[START Listed entries]
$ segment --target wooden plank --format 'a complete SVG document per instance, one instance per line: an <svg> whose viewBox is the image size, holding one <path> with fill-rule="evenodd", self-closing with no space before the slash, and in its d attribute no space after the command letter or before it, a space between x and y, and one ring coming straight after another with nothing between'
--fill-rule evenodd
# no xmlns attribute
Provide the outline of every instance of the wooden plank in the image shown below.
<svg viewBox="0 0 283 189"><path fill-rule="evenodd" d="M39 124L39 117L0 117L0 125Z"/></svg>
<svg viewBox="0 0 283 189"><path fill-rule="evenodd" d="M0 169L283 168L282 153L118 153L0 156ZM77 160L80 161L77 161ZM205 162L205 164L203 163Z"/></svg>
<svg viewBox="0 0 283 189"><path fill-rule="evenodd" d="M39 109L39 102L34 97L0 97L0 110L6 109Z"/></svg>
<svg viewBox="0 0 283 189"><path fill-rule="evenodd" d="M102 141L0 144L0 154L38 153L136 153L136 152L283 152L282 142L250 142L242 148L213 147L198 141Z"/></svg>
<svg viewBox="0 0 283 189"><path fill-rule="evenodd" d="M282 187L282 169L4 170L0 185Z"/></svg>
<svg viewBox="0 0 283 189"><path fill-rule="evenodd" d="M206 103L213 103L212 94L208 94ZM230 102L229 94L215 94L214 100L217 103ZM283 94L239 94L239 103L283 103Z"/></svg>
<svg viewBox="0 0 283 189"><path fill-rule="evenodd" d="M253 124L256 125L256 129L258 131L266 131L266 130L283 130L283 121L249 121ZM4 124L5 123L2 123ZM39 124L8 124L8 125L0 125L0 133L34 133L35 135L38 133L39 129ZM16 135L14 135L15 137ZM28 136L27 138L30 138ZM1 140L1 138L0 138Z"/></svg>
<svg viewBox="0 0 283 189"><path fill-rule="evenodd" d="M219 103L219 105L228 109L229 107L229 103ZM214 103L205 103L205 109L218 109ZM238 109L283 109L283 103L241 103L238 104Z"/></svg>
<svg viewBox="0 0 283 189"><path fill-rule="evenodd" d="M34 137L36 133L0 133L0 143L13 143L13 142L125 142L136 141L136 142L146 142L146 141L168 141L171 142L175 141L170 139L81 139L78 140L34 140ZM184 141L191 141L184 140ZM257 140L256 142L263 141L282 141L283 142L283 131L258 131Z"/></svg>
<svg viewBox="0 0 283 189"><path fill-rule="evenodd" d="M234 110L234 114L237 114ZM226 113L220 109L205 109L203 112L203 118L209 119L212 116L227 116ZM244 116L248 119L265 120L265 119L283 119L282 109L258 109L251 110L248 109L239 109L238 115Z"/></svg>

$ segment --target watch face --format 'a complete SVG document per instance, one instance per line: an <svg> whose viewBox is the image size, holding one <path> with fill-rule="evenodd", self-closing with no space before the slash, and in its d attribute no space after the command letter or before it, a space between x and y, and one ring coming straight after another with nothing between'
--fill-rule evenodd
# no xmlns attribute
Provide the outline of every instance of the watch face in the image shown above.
[END Listed entries]
> **Task prompt**
Please reproduce the listing above with "wooden plank" swapped for "timber board" and nothing else altered.

> **Solution for this problem**
$ segment --target timber board --format 'a complete SVG document per instance, one instance per line: an <svg> whose viewBox is the image size, holding one <path> with fill-rule="evenodd", self-closing with no space before the slash, and in its d attribute no space after the command letter or before it, a space between x and y, and one ring coming straight after another with nothing between'
--fill-rule evenodd
# no xmlns attribute
Provide the outline of every instance of the timber board in the image shown below.
<svg viewBox="0 0 283 189"><path fill-rule="evenodd" d="M39 124L39 117L0 117L0 125Z"/></svg>
<svg viewBox="0 0 283 189"><path fill-rule="evenodd" d="M0 169L283 168L282 153L118 153L0 156ZM77 160L80 161L77 161ZM205 162L205 164L203 163Z"/></svg>
<svg viewBox="0 0 283 189"><path fill-rule="evenodd" d="M39 109L39 102L34 97L0 97L0 110L6 109Z"/></svg>
<svg viewBox="0 0 283 189"><path fill-rule="evenodd" d="M102 141L0 144L0 154L38 153L136 153L136 152L283 152L282 142L250 142L242 148L213 147L198 141Z"/></svg>
<svg viewBox="0 0 283 189"><path fill-rule="evenodd" d="M282 187L282 169L4 170L0 185Z"/></svg>
<svg viewBox="0 0 283 189"><path fill-rule="evenodd" d="M206 103L213 103L212 94L208 94ZM230 102L229 94L215 94L214 100L217 103ZM283 94L239 94L239 103L283 103Z"/></svg>
<svg viewBox="0 0 283 189"><path fill-rule="evenodd" d="M253 124L256 125L256 129L258 131L266 131L266 130L283 130L283 121L249 121ZM4 124L5 123L2 123ZM39 124L8 124L8 125L0 125L0 133L34 133L35 135L38 133L39 129ZM16 135L14 135L15 137ZM28 136L27 138L30 138ZM1 140L1 138L0 138Z"/></svg>
<svg viewBox="0 0 283 189"><path fill-rule="evenodd" d="M219 103L219 105L228 109L229 107L229 103ZM214 103L205 103L205 109L218 109ZM238 109L283 109L283 103L241 103L238 104Z"/></svg>
<svg viewBox="0 0 283 189"><path fill-rule="evenodd" d="M34 137L36 133L0 133L0 143L13 143L13 142L125 142L136 141L136 142L146 142L146 141L168 141L171 142L175 141L170 139L81 139L78 140L34 140ZM184 141L191 141L184 140ZM257 140L256 142L263 141L282 141L283 142L283 131L258 131Z"/></svg>
<svg viewBox="0 0 283 189"><path fill-rule="evenodd" d="M234 110L234 114L237 114ZM226 113L220 109L205 109L203 112L203 118L209 119L212 116L227 116ZM244 116L248 119L265 120L265 119L283 119L282 109L258 109L251 110L248 109L239 109L238 115Z"/></svg>

$ segment --target watch face --format 'a complete SVG document per instance, one instance per line: an <svg> whose viewBox is the image size, holding one <path> with fill-rule="evenodd", self-closing with no space before the slash, and in its d attribute no space after the command letter or before it, a space between x and y, and one ring coming straight after another with nothing between'
--fill-rule evenodd
# no xmlns attribute
Provide the outline of every instance of the watch face in the image shown above.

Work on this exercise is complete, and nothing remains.